▶ **Passage provided**:
The Houston area far exceeds the national average in the number of serious traffic collisions, contributing to skyrocketing medical costs and giving Harris County the most expensive auto insurance rates in Texas, according to the Associated Press.
County officials said one reason drivers in Harris County are at greater risk of collisions is because the area is growing faster than roads can be improved or patrolled. Now area drivers are even crashing into the new MetroRail trains, putting Houston on course to top the national high for light rail collisions.
“We lead the state in crashes no matter how you define them,” said Ned Levine, transportation safety program coordinator for the Houston-Galveston Area Council. “We are among the worst in the country. I haven’t found a metropolitan area that’s higher than ours.”
The HGAC has spent nearly three years gathering collision statistics from several local, state and federal agencies.
Among the findings: The eight-county Houston region has an average of 242 serious crashes every day. For every crash involving a death, injury or property damage of at least $1,000, there are two to three times as many minor ones. Houston drivers also are 21/2 times more likely to be hurt or killed in a traffic collision per mile traveled than the national average. Nearly 600 people a year die on the region’s highways, and about 90,000 are injured.
The data is has been compiled through 2000, and officials are working on data for 2001, the Houston Chronicle reported.
Safety experts say engineering and enforcement are needed to limit the number of crashes.

(Data entries)
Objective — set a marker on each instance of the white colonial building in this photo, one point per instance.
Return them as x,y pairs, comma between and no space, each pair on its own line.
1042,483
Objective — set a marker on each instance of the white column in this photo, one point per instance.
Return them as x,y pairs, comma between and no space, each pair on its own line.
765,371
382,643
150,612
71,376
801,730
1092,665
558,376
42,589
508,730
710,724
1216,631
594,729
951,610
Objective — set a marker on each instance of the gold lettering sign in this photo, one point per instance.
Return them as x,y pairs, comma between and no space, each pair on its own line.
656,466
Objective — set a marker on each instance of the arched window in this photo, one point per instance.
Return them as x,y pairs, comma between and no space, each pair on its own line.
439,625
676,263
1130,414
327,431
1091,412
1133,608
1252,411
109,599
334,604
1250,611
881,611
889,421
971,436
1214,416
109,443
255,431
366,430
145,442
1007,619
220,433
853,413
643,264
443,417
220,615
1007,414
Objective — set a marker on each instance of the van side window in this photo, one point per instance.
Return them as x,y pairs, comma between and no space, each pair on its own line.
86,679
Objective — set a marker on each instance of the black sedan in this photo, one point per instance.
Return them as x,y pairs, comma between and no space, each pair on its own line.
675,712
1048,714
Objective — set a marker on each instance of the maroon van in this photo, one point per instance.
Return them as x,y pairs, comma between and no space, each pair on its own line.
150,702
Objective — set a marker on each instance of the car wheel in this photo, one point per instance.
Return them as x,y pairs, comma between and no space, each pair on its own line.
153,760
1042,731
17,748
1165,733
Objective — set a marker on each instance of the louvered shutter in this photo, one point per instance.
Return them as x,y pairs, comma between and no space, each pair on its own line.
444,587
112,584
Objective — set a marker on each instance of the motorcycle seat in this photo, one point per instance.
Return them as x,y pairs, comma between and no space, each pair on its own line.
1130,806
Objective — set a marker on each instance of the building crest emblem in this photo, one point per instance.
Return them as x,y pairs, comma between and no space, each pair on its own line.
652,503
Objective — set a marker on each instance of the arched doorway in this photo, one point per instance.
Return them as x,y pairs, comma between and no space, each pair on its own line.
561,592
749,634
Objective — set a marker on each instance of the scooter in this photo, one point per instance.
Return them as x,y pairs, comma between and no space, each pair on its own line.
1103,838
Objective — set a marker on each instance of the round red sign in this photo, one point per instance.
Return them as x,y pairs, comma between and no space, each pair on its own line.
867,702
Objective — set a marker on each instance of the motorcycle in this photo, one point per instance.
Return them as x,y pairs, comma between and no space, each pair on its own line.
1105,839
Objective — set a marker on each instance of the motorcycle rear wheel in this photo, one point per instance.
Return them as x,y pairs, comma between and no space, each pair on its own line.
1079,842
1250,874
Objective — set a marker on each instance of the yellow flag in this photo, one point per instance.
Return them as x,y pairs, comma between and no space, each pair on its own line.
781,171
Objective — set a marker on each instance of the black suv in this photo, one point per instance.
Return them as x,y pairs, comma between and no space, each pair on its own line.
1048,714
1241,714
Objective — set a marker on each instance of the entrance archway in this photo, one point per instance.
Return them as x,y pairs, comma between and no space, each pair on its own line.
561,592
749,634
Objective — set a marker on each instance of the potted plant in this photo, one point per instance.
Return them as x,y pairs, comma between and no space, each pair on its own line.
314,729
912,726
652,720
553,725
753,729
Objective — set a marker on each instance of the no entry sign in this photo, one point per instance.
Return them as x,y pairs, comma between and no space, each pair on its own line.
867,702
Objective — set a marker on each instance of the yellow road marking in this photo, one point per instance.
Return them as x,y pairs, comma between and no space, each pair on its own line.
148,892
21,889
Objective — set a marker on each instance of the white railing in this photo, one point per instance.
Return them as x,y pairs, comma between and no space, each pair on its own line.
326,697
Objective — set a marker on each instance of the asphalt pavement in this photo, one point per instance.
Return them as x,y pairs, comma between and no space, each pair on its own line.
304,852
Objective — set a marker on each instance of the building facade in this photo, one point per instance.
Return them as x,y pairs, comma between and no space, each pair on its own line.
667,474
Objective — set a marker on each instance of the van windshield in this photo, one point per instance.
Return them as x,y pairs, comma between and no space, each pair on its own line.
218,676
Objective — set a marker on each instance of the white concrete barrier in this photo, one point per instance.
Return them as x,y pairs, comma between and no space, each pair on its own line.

▶ **What to do**:
1. According to the text on Houston traffic collisions, how many serious crashes does the eight-county Houston region average each day?
2. Can you rewrite the paragraph beginning "County officials said one reason" from the text on Houston traffic collisions in a shorter form, keeping its main facts?
3. Can you continue the text on Houston traffic collisions from its last sentence?

▶ **Answers by item**:
1. 242 serious crashes every day.

2. County officials said Harris County drivers face greater collision risk partly because the area is growing faster than roads can be improved or patrolled. Drivers are now even crashing into the new MetroRail trains, putting Houston on course to top the national high for light rail collisions.

3.
Houston’s population boom has resulted in more cars on the roads. Highway builders are unable to keep up with the growth and there is not enough mass transit to handle the population. The area also has a large number of illegal immigrants with no driver’s licenses or training, the newspaper reported.
Gridlock causes the most accidents on freeway. Experts say as traffic backs up drivers’ stress levels build resulting in and increased number of rear-end collisions.
The gridlock-inspired crashes are a statewide phenomena, according to the Texas Department of Public Safety.
“In the large metropolitan areas, people are in a big hurry to get where they are going, and they feel a lot of pressure to be places,” said DPS spokeswoman Tela Mange. “They don’t leave themselves enough time to get there, so they drive too fast and take a lot of risks that end up contributing to or causing wrecks.”
The Texas Department of Transportation’s Houston District has 22 ongoing safety projects, including adding paved shoulders and turn lanes, placing dedicated merge lanes at freeway connectors, constructing new overpasses and replacing signs with a new material that is easier to see at night.
The city and the Transportation Department also are instituting a ban on trucks in the left lane of some freeways.